-- Start RECORDS TO PROCESS --

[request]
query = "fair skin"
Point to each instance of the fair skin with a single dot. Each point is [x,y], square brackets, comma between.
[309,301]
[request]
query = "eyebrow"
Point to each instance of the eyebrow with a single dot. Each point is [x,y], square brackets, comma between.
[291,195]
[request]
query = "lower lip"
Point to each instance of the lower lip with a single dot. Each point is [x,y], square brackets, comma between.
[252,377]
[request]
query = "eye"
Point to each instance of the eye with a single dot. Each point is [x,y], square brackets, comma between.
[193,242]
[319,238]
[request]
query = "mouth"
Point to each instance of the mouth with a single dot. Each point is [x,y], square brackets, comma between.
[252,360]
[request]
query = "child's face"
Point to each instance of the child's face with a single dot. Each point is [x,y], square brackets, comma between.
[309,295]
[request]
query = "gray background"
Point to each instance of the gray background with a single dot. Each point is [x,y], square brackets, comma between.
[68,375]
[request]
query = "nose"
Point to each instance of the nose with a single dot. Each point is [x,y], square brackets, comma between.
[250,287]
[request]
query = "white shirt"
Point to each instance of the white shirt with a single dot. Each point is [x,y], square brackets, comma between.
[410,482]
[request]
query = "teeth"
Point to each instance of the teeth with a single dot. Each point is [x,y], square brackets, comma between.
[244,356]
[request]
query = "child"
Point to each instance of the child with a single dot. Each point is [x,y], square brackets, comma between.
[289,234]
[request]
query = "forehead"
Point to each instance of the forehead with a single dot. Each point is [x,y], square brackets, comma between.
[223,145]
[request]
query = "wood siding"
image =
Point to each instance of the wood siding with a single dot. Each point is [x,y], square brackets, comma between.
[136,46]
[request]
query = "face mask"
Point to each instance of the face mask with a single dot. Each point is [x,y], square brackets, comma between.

-- End RECORDS TO PROCESS --

*WHAT TO WORK ON*: Every record should be given again exactly.

*TASK OUTPUT*:
[request]
query = "fair skin"
Point to each instance of the fair skin with a single dot. Each point is [x,y], square brackets, comma between.
[309,301]
[request]
query = "eyebrow"
Point to each instance of the eyebrow with a single dot. Each point is [x,y], square brackets, comma between.
[291,195]
[request]
query = "lower lip"
Point to each instance of the lower lip with a single dot. Each point is [x,y], square brackets, comma between.
[252,377]
[request]
query = "eye"
Point to each instance of the eye with a single dot. Each point is [x,y], square brackets, comma between.
[193,242]
[319,238]
[request]
query = "mouth"
Point to each instance of the mouth with a single dot. Each point is [x,y], square brackets, comma between.
[252,360]
[request]
query = "child's face"
Point to each instance of the child's face with a single dot. Each point is [x,y], square brackets, comma between.
[309,295]
[request]
query = "gray background"
Point to each instance of the gray background with a single dot. Each point is [x,y], square brackets, comma between.
[68,375]
[request]
query = "nose"
Point to each instance of the nose with a single dot. Each point is [x,y], square brackets, comma between.
[250,287]
[request]
query = "white shirt"
Point to each instance of the white shirt with a single dot. Each point is [x,y], square brackets, comma between.
[410,482]
[request]
query = "teeth"
Point to each instance of the teeth with a single dot. Each point is [x,y], square brackets, comma between.
[244,356]
[request]
query = "child"
Point to each instance of the child with a single dot. Each point is [x,y], square brackets, comma between.
[289,234]
[request]
query = "forehead"
Point to each instance of the forehead with a single dot. Each point is [x,y], square brackets, comma between.
[223,145]
[request]
query = "wood siding"
image =
Point to each instance of the wood siding with a single dot. Each point is [x,y], square brackets, comma between.
[136,46]
[request]
query = "face mask"
Point to each instance of the face mask with a single dot. Each point is [x,y], square brackets, comma between.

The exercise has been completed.